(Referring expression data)
%%

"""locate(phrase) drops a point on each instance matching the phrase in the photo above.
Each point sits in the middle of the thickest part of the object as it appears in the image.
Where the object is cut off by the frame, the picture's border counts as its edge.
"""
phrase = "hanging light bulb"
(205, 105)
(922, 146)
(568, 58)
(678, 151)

%%

## [WHAT YOU ARE ASKED TO DO]
Please print, exactly and with nothing else, the lines from the first line of the entries through the line containing "Each point sits".

## [WORKED SOLUTION]
"""locate(phrase) drops a point on each instance matching the phrase in the photo above.
Each point sits in the middle of the thickest part of the object as it appears in the image.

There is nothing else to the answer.